**Task objective**
Print the listing in full, exactly as it stands.

**Available records**

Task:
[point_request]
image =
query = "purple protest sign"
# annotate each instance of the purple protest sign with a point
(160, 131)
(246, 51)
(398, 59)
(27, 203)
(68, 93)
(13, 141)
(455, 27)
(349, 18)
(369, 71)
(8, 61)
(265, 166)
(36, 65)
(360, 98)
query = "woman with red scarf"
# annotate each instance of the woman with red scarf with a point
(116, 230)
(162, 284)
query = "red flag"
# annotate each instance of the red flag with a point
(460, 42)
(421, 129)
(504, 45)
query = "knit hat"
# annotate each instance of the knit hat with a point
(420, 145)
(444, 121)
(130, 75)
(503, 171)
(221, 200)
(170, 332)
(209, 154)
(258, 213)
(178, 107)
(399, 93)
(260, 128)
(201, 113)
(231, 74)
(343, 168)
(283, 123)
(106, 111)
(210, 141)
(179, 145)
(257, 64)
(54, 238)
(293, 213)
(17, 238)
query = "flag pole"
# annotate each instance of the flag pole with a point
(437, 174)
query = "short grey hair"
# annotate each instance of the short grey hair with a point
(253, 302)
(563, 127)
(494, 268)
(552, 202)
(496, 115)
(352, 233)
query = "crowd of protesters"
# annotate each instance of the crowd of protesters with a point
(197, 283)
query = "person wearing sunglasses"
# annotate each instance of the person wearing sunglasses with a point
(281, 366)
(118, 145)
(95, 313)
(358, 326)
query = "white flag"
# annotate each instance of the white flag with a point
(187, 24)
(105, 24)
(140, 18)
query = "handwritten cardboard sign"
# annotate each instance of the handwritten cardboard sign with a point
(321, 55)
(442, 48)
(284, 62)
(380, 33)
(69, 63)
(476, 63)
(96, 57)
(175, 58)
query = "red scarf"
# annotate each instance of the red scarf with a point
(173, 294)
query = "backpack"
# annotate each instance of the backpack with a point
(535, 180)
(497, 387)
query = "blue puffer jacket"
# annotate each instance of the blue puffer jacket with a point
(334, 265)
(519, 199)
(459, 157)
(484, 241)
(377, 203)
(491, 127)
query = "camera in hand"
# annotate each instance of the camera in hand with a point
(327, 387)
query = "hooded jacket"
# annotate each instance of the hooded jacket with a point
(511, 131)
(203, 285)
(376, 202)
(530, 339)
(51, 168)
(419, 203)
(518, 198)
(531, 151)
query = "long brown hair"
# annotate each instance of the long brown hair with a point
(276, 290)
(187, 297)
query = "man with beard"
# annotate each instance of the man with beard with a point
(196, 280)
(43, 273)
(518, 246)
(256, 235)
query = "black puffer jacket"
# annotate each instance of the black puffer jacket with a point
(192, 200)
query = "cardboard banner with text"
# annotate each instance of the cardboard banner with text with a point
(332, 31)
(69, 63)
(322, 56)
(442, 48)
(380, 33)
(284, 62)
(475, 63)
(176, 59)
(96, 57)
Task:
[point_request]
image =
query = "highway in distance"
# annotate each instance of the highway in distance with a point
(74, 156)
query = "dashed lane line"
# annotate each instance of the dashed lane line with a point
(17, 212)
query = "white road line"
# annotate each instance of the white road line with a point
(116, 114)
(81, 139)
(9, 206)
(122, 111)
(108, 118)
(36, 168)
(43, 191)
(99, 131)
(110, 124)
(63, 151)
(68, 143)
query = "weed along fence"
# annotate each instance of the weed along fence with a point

**Expected answer**
Task:
[point_request]
image =
query = "purple protest sign"
# annotate each instance of the purple protest sign with a point
(160, 131)
(246, 51)
(398, 59)
(27, 203)
(68, 93)
(13, 141)
(455, 27)
(349, 18)
(369, 71)
(8, 61)
(265, 166)
(36, 65)
(360, 98)
query = "woman with red scarf"
# annotate each instance of the woman with red scarf with a point
(116, 230)
(162, 284)
query = "red flag"
# annotate each instance of the red flag with a point
(460, 42)
(421, 129)
(504, 45)
query = "knit hat"
# annotate each instance of the knit hat with a point
(420, 145)
(444, 121)
(130, 75)
(503, 171)
(221, 200)
(170, 332)
(209, 154)
(258, 213)
(178, 107)
(399, 93)
(260, 128)
(201, 113)
(231, 74)
(343, 168)
(283, 123)
(106, 111)
(210, 141)
(179, 145)
(257, 64)
(54, 238)
(293, 213)
(17, 238)
query = "flag pole"
# annotate each instance of the flag pole with a point
(437, 174)
query = "short grey hair"
# annotate each instance of the short grey hair with a point
(253, 302)
(563, 127)
(494, 268)
(552, 202)
(496, 115)
(352, 233)
query = "crowd of protesters"
# annotate each instance of the crowd of protesters with a point
(197, 283)
query = "person wearing sunglasses"
# annotate each instance of the person wearing sunglasses with a point
(281, 366)
(118, 145)
(95, 313)
(358, 326)
query = "white flag"
# annotate each instance of the white flag with a point
(187, 24)
(105, 24)
(140, 18)
query = "handwritten cardboard sign"
# annotate each instance of the handwritten cardboard sign with a point
(321, 55)
(442, 48)
(284, 62)
(380, 33)
(69, 63)
(476, 63)
(96, 57)
(175, 58)
query = "red scarf"
# annotate each instance of the red scarf with a point
(173, 294)
query = "backpack"
# annotate each instance of the backpack with a point
(535, 180)
(497, 387)
query = "blue puffer jacket"
# annotate each instance of the blue puffer jacket with a point
(334, 265)
(519, 199)
(459, 157)
(484, 241)
(377, 203)
(491, 127)
query = "camera in hand"
# annotate each instance of the camera in hand with a point
(327, 387)
query = "hooded jacket"
# annotate each instance of the hooded jacket with a point
(511, 131)
(203, 285)
(376, 202)
(530, 339)
(51, 168)
(419, 203)
(518, 198)
(531, 151)
query = "long brown hair"
# annotate each instance of the long brown hair with a point
(276, 290)
(187, 297)
query = "man with beard"
# annotate each instance of the man with beard with a point
(196, 280)
(43, 273)
(518, 246)
(256, 235)
query = "black puffer jacket"
# annotate each instance of the black puffer jacket with a point
(192, 200)
query = "cardboard banner with text"
# annotate each instance of the cardboard banner with text with a point
(332, 31)
(69, 63)
(322, 56)
(442, 48)
(380, 33)
(284, 62)
(475, 63)
(176, 59)
(96, 57)
Task:
[point_request]
image =
query = "highway in distance"
# annotate each instance of the highway in distance with a point
(74, 156)
query = "dashed lane line"
# annotate each instance of the dashed lane line with a point
(17, 212)
query = "white road line"
# annotate each instance of the white road line with a point
(116, 114)
(81, 139)
(9, 206)
(122, 111)
(108, 118)
(36, 168)
(43, 191)
(99, 131)
(110, 124)
(63, 151)
(68, 143)
query = "weed along fence"
# annotate each instance of the weed along fence with a point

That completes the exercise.